- [Exercise details] Put every line of the records below into a JSON list of strings, one string per line, leaving out blank lines.

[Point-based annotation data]
>> Start

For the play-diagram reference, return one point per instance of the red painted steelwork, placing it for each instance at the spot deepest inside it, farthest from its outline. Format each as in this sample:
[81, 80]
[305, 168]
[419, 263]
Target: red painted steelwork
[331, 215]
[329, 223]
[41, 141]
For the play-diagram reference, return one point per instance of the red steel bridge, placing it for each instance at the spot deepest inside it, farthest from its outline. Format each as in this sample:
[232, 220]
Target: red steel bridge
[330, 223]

>> End

- [Exercise output]
[
  "For the play-diagram reference, return one point per instance of the red painted steelwork, placing it for each instance at the spot deepest inside it, farthest from its outline. Format each as in this sample:",
  "[81, 80]",
  "[305, 168]",
  "[419, 263]",
  "Target: red painted steelwork",
  "[331, 215]",
  "[329, 223]",
  "[41, 141]",
  "For the play-diagram reference, return one point per instance of the red steel bridge, placing it for each instance at the spot deepest inside it, farthest from its outline. Format each as in this sample:",
  "[232, 220]",
  "Target: red steel bridge",
  "[330, 223]"
]